■ PASSAGE TO READ ■
+++++

ON SLANDER AND JUDGING

From a commentary by St John Climacus2 ◊◊◊

No sensible person, I think, will dispute that slander is born of hatred and remembrance of wrongs… Slander is an offspring of hatred, a subtle yet coarse disease, a leech lurking unfelt, wasting and draining the blood of love. It is simulation of love, the patron of a heavy and unclean heart, the ruin of chastity… I have heard people slandering, and I have rebuked them. And these doers of evil replied in self- defense that they were doing so out of love and care for the person whom they were slandering. I said to them: ‘Stop that kind of love, otherwise you will be condemning as a liar him who said: “Him that… talked against his neighbour, did I drive away.” If you say you love, then pray secretly, and do not mock the man. For this is the kind of love that is acceptable to the Lord.’ But I will not hide this from you (and of course be careful, lest you judge the offender): Judas was in the company of Christ’s disciples, and the thief was in the company of murderers. Yet it is a wondrous thing, how in a single instant, they exchanged places.

He who wants to overcome the spirit of slander should not ascribe the blame to the person who falls, but to the demon who suggests it. For no one really wants to sin against God, even though we all sin without being forced to do so. I have known a man who sinned openly and repented secretly. I condemned him as a profligate, but he was chaste before God, having propitiated <God> by a genuine conversion.

+++++

■ DATASET EXTRACT ■
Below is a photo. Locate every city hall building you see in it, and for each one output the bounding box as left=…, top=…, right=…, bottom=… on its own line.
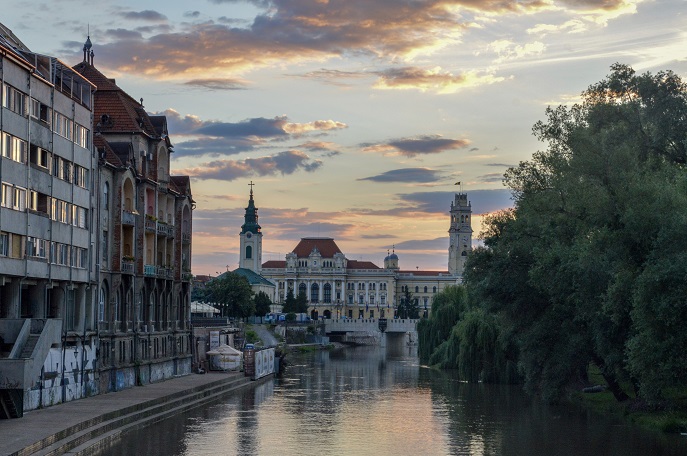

+++++

■ WHAT YOU NEED TO DO ■
Repeat the stretch of the commentary on slander from "He who wants" through "a genuine conversion.", word for word.

■ SOLUTION TO THE EXERCISE ■
He who wants to overcome the spirit of slander should not ascribe the blame to the person who falls, but to the demon who suggests it. For no one really wants to sin against God, even though we all sin without being forced to do so. I have known a man who sinned openly and repented secretly. I condemned him as a profligate, but he was chaste before God, having propitiated <God> by a genuine conversion.